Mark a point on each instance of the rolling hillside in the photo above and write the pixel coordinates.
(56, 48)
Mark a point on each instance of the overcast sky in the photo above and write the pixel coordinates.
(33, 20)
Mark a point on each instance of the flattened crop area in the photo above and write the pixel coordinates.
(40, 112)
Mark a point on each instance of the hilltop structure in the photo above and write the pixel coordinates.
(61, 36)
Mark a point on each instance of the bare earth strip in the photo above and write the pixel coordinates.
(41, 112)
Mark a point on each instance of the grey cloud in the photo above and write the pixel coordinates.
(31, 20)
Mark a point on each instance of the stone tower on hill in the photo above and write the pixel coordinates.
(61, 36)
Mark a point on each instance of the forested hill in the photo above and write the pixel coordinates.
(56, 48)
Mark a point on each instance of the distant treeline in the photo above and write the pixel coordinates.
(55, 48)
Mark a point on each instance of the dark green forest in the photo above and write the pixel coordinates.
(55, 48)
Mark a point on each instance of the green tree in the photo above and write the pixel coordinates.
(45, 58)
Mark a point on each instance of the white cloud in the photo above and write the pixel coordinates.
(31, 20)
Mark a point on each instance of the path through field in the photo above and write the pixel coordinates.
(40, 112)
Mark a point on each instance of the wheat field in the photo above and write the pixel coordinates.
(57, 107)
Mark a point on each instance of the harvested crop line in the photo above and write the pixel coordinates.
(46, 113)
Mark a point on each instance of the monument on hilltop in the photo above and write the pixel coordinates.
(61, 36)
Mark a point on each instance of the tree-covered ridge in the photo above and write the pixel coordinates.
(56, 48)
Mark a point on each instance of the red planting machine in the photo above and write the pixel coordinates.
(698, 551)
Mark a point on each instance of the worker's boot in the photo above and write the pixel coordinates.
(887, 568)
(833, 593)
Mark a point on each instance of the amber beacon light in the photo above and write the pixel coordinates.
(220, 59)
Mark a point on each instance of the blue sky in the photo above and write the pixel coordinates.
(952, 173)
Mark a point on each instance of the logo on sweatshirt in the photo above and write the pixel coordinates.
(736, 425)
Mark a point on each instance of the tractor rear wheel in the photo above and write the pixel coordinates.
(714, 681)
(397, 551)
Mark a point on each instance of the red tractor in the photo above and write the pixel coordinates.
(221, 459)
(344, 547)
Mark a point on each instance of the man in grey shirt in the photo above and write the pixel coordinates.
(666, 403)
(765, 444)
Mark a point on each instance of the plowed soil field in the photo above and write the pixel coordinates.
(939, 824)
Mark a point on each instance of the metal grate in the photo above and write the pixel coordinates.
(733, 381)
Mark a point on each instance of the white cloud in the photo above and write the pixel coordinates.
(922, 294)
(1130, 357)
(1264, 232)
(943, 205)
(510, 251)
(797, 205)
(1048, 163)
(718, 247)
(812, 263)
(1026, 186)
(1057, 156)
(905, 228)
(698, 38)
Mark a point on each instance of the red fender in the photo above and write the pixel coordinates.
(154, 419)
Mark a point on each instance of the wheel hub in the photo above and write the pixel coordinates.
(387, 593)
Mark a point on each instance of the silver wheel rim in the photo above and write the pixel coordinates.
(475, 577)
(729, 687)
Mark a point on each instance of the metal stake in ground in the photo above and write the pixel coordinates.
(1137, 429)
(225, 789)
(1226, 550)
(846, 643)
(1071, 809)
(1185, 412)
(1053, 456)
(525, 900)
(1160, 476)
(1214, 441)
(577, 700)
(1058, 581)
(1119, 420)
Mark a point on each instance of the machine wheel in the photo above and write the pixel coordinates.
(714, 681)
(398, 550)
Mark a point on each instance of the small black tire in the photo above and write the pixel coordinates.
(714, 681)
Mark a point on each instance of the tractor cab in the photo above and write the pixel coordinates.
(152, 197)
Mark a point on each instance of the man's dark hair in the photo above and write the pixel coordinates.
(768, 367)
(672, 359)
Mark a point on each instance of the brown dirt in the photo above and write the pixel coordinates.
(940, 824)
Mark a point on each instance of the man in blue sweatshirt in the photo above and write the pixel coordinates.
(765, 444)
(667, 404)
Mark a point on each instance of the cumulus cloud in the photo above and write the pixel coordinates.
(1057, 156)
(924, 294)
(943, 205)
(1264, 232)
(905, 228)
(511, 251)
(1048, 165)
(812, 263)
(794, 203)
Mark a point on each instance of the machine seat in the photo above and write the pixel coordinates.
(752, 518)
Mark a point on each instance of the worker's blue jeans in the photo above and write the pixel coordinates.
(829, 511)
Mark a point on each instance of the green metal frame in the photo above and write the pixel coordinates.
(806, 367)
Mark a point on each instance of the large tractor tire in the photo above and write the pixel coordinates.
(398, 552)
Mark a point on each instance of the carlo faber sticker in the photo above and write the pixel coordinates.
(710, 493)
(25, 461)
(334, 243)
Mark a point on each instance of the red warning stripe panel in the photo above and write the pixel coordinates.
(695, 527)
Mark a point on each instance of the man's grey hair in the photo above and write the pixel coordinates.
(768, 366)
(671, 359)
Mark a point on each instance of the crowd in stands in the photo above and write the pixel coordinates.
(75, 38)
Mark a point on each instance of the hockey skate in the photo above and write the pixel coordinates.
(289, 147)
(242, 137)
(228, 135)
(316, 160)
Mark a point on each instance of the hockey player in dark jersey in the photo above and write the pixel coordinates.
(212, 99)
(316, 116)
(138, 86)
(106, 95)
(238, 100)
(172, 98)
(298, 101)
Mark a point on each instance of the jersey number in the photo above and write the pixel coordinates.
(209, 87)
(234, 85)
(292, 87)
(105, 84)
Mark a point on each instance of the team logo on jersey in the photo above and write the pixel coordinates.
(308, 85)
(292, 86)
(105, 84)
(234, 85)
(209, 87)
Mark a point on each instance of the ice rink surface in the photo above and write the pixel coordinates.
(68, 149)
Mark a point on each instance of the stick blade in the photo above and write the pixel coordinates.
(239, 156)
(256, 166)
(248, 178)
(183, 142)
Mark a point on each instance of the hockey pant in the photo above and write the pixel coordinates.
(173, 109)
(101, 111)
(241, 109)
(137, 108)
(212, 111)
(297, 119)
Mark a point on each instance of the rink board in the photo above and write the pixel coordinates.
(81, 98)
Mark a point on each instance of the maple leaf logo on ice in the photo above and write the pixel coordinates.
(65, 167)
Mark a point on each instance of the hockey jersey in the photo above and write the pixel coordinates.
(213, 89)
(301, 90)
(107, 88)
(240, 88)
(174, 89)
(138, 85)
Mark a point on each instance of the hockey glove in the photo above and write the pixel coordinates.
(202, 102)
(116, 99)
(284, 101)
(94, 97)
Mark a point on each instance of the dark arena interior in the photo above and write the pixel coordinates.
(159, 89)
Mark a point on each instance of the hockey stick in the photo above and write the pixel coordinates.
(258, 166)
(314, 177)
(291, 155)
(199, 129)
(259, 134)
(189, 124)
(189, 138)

**INSTRUCTIONS FOR THE TASK:**
Rewrite all the lines of the items above as a Markdown table with the columns Nr and Line, putting the row number under Nr and the line under Line. Leave out any blank lines.

**TASK RESULT:**
| Nr | Line |
|---|---|
| 1 | Mark a point on each instance of the rolling hillside in the photo above and write the pixel coordinates. |
| 2 | (56, 48) |
| 3 | Mark a point on each instance of the overcast sky in the photo above and write the pixel coordinates. |
| 4 | (33, 20) |
| 5 | Mark a point on each instance of the flattened crop area in the photo above and write the pixel coordinates. |
| 6 | (40, 112) |
| 7 | Mark a point on each instance of the hilltop structure in the photo above and write the pixel coordinates. |
| 8 | (61, 36) |
| 9 | Mark a point on each instance of the bare earth strip in the photo above and write the pixel coordinates. |
| 10 | (41, 112) |
| 11 | Mark a point on each instance of the grey cloud in the photo above and write the pixel coordinates. |
| 12 | (31, 20) |
| 13 | Mark a point on each instance of the stone tower on hill in the photo above and write the pixel coordinates. |
| 14 | (61, 36) |
| 15 | Mark a point on each instance of the forested hill in the photo above and write the pixel coordinates. |
| 16 | (56, 48) |
| 17 | Mark a point on each instance of the distant treeline in the photo above and write the pixel coordinates. |
| 18 | (55, 48) |
| 19 | Mark a point on each instance of the dark green forest in the photo above and write the pixel coordinates. |
| 20 | (55, 48) |
| 21 | Mark a point on each instance of the green tree in the photo above and write the pixel coordinates. |
| 22 | (45, 58) |
| 23 | Mark a point on each instance of the white cloud in the photo above and write the pixel coordinates. |
| 24 | (31, 20) |
| 25 | Mark a point on each instance of the path through field in the photo above and write the pixel coordinates. |
| 26 | (40, 112) |
| 27 | Mark a point on each instance of the wheat field in the photo above and write the pixel coordinates. |
| 28 | (57, 107) |
| 29 | Mark a point on each instance of the harvested crop line in the photo above and write the pixel coordinates. |
| 30 | (46, 113) |
| 31 | Mark a point on each instance of the monument on hilltop in the photo above and write the pixel coordinates. |
| 32 | (61, 36) |
| 33 | Mark a point on each instance of the tree-covered ridge in the photo above and write the pixel coordinates. |
| 34 | (56, 48) |
| 35 | Mark a point on each instance of the red planting machine in the photo above and write the pixel coordinates. |
| 36 | (698, 551) |
| 37 | Mark a point on each instance of the worker's boot in the photo above and write the pixel coordinates. |
| 38 | (887, 568) |
| 39 | (833, 593) |
| 40 | Mark a point on each instance of the amber beacon light in the photo above and write the pixel coordinates. |
| 41 | (220, 59) |
| 42 | Mark a point on each instance of the blue sky in the photo above and write the pixel coordinates. |
| 43 | (952, 173) |
| 44 | Mark a point on each instance of the logo on sweatshirt in the photo above and write the pixel coordinates. |
| 45 | (736, 425) |
| 46 | Mark a point on each instance of the tractor rear wheel in the photo above and write the pixel coordinates. |
| 47 | (714, 681) |
| 48 | (397, 551) |
| 49 | Mark a point on each instance of the red tractor in the photo above and write the pixel coordinates. |
| 50 | (221, 459) |
| 51 | (344, 547) |
| 52 | Mark a point on each instance of the man in grey shirt in the photo above and write the pixel coordinates. |
| 53 | (666, 403) |
| 54 | (765, 444) |
| 55 | Mark a point on each instance of the plowed soil field in the photo above and write the pixel coordinates. |
| 56 | (939, 824) |
| 57 | Mark a point on each instance of the metal grate in the photo above and write the pixel coordinates. |
| 58 | (733, 381) |
| 59 | Mark a point on each instance of the white cloud in the photo above and write the pixel coordinates. |
| 60 | (922, 294) |
| 61 | (1130, 357) |
| 62 | (1264, 232) |
| 63 | (943, 205) |
| 64 | (510, 251) |
| 65 | (797, 205) |
| 66 | (1048, 163) |
| 67 | (718, 247) |
| 68 | (812, 263) |
| 69 | (1026, 186) |
| 70 | (1057, 156) |
| 71 | (905, 228) |
| 72 | (698, 38) |
| 73 | Mark a point on each instance of the red fender in the photo above and write the pixel coordinates. |
| 74 | (154, 419) |
| 75 | Mark a point on each instance of the wheel hub in the photo above and write the pixel coordinates. |
| 76 | (387, 593) |
| 77 | Mark a point on each instance of the silver wheel rim in the photo above and write the pixel coordinates. |
| 78 | (475, 577) |
| 79 | (729, 687) |
| 80 | Mark a point on each instance of the metal stake in ground in the photo above and write the pixel coordinates. |
| 81 | (1137, 429) |
| 82 | (225, 789) |
| 83 | (1226, 550) |
| 84 | (846, 643) |
| 85 | (1071, 809) |
| 86 | (1185, 412) |
| 87 | (1053, 456) |
| 88 | (525, 900) |
| 89 | (1160, 476) |
| 90 | (1214, 441) |
| 91 | (577, 700) |
| 92 | (1058, 581) |
| 93 | (1119, 420) |
| 94 | Mark a point on each instance of the machine wheel in the photo above and write the pixel coordinates. |
| 95 | (714, 681) |
| 96 | (398, 550) |
| 97 | Mark a point on each instance of the small black tire in the photo above and write the pixel coordinates. |
| 98 | (714, 681) |
| 99 | Mark a point on each instance of the tractor cab in the photo above and write the pixel coordinates. |
| 100 | (152, 197) |
| 101 | Mark a point on each instance of the man's dark hair in the photo above and write the pixel coordinates. |
| 102 | (768, 367) |
| 103 | (672, 359) |
| 104 | Mark a point on each instance of the brown dirt in the photo above and write the pixel coordinates. |
| 105 | (940, 824) |
| 106 | Mark a point on each instance of the man in blue sweatshirt in the photo above and write the pixel coordinates. |
| 107 | (765, 444) |
| 108 | (667, 404) |
| 109 | Mark a point on each instance of the cumulus cloud in the photo above and write the pixel coordinates. |
| 110 | (1057, 156) |
| 111 | (924, 294) |
| 112 | (943, 205) |
| 113 | (1264, 232) |
| 114 | (905, 228) |
| 115 | (511, 251) |
| 116 | (1048, 165) |
| 117 | (812, 263) |
| 118 | (794, 203) |
| 119 | Mark a point on each instance of the machine seat in the photo above and write the pixel coordinates. |
| 120 | (752, 518) |
| 121 | Mark a point on each instance of the worker's blue jeans in the photo above and write the pixel coordinates. |
| 122 | (829, 511) |
| 123 | Mark a point on each instance of the green metal frame in the photo above and write the pixel coordinates. |
| 124 | (806, 367) |
| 125 | Mark a point on each instance of the large tractor tire in the photo above and write the pixel coordinates. |
| 126 | (398, 552) |
| 127 | Mark a point on each instance of the carlo faber sticker in the photo above and write the pixel coordinates. |
| 128 | (710, 493) |
| 129 | (25, 461) |
| 130 | (334, 243) |
| 131 | Mark a point on each instance of the red warning stripe panel in the photo above and write the pixel coordinates. |
| 132 | (695, 527) |
| 133 | Mark a point on each instance of the man's grey hair in the photo above and write the pixel coordinates. |
| 134 | (768, 366) |
| 135 | (671, 359) |
| 136 | Mark a point on each instance of the crowd in stands in the photo above and write the pixel coordinates. |
| 137 | (75, 38) |
| 138 | Mark a point on each instance of the hockey skate in the photo above and write the pixel coordinates. |
| 139 | (289, 147) |
| 140 | (242, 137) |
| 141 | (228, 135) |
| 142 | (316, 160) |
| 143 | Mark a point on each instance of the hockey player in dark jersey in the photo above and write the pixel coordinates. |
| 144 | (212, 99) |
| 145 | (316, 116) |
| 146 | (138, 86) |
| 147 | (106, 95) |
| 148 | (238, 100) |
| 149 | (172, 98) |
| 150 | (298, 101) |
| 151 | Mark a point on each instance of the jersey number in the photo above and write the pixel coordinates. |
| 152 | (209, 87) |
| 153 | (234, 85) |
| 154 | (292, 87) |
| 155 | (105, 84) |
| 156 | Mark a point on each instance of the team logo on jersey in the photo above and write the pixel coordinates. |
| 157 | (308, 85) |
| 158 | (292, 86) |
| 159 | (105, 84) |
| 160 | (234, 85) |
| 161 | (209, 87) |
| 162 | Mark a point on each instance of the ice rink surface in the photo above and write the pixel coordinates. |
| 163 | (68, 149) |
| 164 | Mark a point on each instance of the stick blade in the photo above and write the pixel coordinates. |
| 165 | (239, 156) |
| 166 | (256, 166) |
| 167 | (248, 178) |
| 168 | (183, 142) |
| 169 | Mark a point on each instance of the hockey pant in the photo above and write the pixel coordinates. |
| 170 | (173, 109) |
| 171 | (101, 111) |
| 172 | (241, 109) |
| 173 | (137, 108) |
| 174 | (212, 111) |
| 175 | (297, 119) |
| 176 | Mark a point on each instance of the rink board in the photo above and write the pixel coordinates. |
| 177 | (81, 98) |
| 178 | Mark a point on each instance of the maple leaf logo on ice in the photo above and write the pixel coordinates. |
| 179 | (65, 167) |
| 180 | Mark a point on each instance of the hockey jersey in the photo above and write the pixel coordinates. |
| 181 | (213, 89) |
| 182 | (301, 90) |
| 183 | (107, 88) |
| 184 | (240, 88) |
| 185 | (174, 89) |
| 186 | (138, 85) |
| 187 | Mark a point on each instance of the hockey glove in the photo above and write the pixel coordinates. |
| 188 | (202, 102) |
| 189 | (116, 99) |
| 190 | (284, 101) |
| 191 | (94, 97) |
| 192 | Mark a point on each instance of the dark arena interior in the photo above and write the pixel coordinates. |
| 193 | (159, 89) |
| 194 | Mark a point on each instance of the hockey stick in the photo above and write the pixel coordinates. |
| 195 | (258, 166) |
| 196 | (314, 177) |
| 197 | (291, 155) |
| 198 | (199, 129) |
| 199 | (259, 134) |
| 200 | (189, 124) |
| 201 | (189, 138) |